EXERCISE OBJECTIVE -> Your task is to find every line of the data that holds the string "model" and copy it.

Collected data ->

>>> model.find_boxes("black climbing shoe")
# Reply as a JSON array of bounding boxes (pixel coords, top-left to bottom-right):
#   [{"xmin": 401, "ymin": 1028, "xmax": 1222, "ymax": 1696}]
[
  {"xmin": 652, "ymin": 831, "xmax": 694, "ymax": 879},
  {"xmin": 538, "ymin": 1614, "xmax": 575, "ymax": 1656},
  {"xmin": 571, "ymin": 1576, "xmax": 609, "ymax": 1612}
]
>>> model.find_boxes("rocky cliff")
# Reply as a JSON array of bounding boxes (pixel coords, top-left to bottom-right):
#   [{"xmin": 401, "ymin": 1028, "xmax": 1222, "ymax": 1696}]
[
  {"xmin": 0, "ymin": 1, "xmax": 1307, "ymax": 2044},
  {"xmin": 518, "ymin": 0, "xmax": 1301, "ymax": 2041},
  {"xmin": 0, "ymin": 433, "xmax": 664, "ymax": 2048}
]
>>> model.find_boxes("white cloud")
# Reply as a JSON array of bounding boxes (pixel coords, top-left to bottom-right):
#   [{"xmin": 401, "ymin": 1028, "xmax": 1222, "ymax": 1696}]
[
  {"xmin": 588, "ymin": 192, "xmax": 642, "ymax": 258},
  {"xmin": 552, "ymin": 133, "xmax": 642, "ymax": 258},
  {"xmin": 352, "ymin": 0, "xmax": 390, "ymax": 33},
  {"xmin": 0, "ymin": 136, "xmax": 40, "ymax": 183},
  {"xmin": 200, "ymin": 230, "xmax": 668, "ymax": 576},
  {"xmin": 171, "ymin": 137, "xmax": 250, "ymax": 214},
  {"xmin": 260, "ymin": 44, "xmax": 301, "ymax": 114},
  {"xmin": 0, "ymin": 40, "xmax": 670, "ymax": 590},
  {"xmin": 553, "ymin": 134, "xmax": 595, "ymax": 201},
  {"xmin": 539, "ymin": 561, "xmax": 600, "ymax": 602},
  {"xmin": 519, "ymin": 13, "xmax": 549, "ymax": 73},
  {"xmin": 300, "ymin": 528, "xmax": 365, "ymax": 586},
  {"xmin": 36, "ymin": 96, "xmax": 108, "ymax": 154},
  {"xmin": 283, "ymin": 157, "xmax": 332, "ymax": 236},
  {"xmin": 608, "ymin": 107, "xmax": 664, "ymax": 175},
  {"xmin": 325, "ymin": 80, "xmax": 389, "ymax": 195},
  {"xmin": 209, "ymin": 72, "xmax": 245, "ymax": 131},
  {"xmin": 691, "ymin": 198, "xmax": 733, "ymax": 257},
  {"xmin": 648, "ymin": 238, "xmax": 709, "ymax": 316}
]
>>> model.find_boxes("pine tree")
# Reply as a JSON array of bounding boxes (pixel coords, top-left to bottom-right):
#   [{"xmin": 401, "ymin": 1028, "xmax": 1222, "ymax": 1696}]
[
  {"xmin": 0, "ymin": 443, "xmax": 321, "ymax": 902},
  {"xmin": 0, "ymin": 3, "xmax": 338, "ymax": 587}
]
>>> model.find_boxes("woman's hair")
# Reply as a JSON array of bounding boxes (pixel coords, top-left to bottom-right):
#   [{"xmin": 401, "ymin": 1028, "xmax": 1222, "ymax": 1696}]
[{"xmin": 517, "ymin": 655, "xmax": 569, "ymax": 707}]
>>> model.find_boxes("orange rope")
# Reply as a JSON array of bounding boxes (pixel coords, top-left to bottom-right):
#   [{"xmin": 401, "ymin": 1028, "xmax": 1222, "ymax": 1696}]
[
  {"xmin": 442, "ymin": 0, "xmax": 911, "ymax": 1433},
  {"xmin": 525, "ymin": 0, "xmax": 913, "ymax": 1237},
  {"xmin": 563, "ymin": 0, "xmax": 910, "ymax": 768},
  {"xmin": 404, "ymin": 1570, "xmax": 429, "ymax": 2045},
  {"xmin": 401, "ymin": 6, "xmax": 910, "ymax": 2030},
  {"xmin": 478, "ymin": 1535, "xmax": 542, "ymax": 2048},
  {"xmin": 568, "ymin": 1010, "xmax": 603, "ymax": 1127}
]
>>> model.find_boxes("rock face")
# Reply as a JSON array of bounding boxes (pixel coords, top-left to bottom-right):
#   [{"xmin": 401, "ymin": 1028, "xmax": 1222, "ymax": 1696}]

REPLY ->
>>> model.find_boxes("black climbing shoe")
>>> model.find_boxes("rocky cliff")
>>> model.find_boxes("white cloud")
>>> model.find_boxes("pine tree")
>>> model.find_boxes("woman's hair")
>>> model.find_boxes("orange rope")
>>> model.find_boxes("rock face")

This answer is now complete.